Most people find their life partner in a social setting or through work. Others set about finding the perfect mate through dating agencies or online.
However you go about it, when you finally meet that special person it may be love at first sight or it may simply be a case of being consumed by lust. If you’re lucky enough to have those feelings reciprocated then the adventure begins, but how long will it last?
A potential partner is often so alluring that the smitten person is blind to any character defects, will commit themselves emotionally and then realise later on that they’ve made the wrong choice.
“Now, just hold on a second here, Mark” I hear you all say, “What the hell has all this got to do with my future law career?”
It has a lot to do with your future legal career, so listen up because I’m supposed to be preparing for an intellectual property exam here but instead I’m writing this down for your benefit, OK?
I got a job recently. I was really pleased about it because it meant that I could fund my way through the remainder of my part-time LPC. It’s even in a law-related area (personal injury). When I saw the job advertised I wanted it. It looked perfect. I imagined all the experience I would gain and how it would help my fledgling law career. I visualised all the useful contacts I would make. In short I imagined something quite wonderful.

### Things to do
1 > In the piece above on finding a partner and a first law job, shorten the paragraph that begins "I got a job recently" to two or three sentences. Keep its main facts.
2 > Answer these questions about the piece above on finding a partner and a first law job, one line each:
(a) Besides dating agencies, where do some people look for a perfect mate?
(b) What exam is the writer supposed to be preparing for?
(c) In what area of law is the writer's new job?
3 > Go on writing the piece about finding a partner and a first law job, starting right after its last sentence.

### Rows
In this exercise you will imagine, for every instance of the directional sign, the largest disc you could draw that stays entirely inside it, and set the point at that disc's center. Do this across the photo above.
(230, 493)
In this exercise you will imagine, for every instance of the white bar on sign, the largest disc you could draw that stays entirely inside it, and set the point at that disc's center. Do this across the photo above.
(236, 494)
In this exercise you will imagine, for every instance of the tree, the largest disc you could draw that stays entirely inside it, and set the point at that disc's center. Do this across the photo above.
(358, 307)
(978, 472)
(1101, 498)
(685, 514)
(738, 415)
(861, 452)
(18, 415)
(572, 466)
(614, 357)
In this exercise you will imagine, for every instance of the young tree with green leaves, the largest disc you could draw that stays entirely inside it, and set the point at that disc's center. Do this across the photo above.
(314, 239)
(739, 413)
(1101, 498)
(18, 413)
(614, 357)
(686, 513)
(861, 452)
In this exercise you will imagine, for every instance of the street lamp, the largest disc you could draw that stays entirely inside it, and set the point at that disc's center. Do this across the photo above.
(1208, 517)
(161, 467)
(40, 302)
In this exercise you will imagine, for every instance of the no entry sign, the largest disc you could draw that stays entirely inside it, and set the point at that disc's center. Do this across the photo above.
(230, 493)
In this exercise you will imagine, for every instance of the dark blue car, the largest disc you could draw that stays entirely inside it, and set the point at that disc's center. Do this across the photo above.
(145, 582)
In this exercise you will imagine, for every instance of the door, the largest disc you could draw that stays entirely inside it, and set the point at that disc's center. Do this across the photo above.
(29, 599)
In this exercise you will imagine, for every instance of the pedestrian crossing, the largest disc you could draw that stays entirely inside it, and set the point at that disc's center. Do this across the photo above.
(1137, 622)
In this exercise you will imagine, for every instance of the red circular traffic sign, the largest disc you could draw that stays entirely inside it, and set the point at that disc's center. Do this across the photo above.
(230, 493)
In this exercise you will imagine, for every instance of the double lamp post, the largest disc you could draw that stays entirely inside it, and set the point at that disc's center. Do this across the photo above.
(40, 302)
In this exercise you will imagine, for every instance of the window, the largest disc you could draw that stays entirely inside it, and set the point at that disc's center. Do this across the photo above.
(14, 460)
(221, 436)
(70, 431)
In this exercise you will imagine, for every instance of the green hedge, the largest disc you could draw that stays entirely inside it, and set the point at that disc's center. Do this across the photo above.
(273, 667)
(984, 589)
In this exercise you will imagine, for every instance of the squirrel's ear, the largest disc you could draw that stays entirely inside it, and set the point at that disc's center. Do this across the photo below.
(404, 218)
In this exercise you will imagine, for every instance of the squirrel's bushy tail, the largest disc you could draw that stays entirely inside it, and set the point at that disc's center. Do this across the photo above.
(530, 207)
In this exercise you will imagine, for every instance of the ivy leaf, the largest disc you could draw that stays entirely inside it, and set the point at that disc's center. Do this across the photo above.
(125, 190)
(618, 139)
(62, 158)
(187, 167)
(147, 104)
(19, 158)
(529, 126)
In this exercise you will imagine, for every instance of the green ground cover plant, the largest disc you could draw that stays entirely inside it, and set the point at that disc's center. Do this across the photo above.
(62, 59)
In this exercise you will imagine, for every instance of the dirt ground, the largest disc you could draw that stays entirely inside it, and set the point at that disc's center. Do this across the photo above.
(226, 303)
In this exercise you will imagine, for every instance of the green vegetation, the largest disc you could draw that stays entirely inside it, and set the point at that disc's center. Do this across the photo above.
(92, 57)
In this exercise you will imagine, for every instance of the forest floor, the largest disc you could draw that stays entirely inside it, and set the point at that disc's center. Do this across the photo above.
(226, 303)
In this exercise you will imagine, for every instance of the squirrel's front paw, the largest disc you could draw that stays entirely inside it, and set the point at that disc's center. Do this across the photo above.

### Answers to the problems
1 > The writer recently got a law-related job in personal injury and was pleased because it would pay for the rest of a part-time LPC. The advertised job looked perfect. The writer imagined gaining experience for a new law career, making useful contacts and, in short, something wonderful.

2 >
(a) Online.
(b) An intellectual property exam.
(c) Personal injury.

3 >
The reality, of course, was that as soon as I was in, I wanted to get out. However in the greater scheme of things, it’s no big deal. I will leave at some point to start a training contract.
Which brings me to the point (eventually). Legal recruiters take a huge risk in choosing the right trainees, no matter how rigorous their recruitment process, they can never be sure that the huge investment in time and training will pay off for every trainee producing for them a solicitor who will enhance their firm.
There are many people I know on the LPC who are applying to all and sundry in the hope that someone, somewhere will give them a training contract. Is this wise? Apart from the fact that it’s very difficult to convince a firm that you really want to train and work with them when you’ve applied to another 100 firms. What applicants should also consider is just how galling would it be to land a training contract, only to hate the firm, hate the seats in which they work and find that the work life balance is all wrong.
Some people say “well at least it will get you qualified.” Certainly there is merit in that argument but are you doing the firm or yourself any favours in the long run?
I would argue that it is wiser to do your research and decide on a shortlist of five or six firms that you can really see yourself fitting into. If you do you will also find that you’re more likely to get an interview in the first place.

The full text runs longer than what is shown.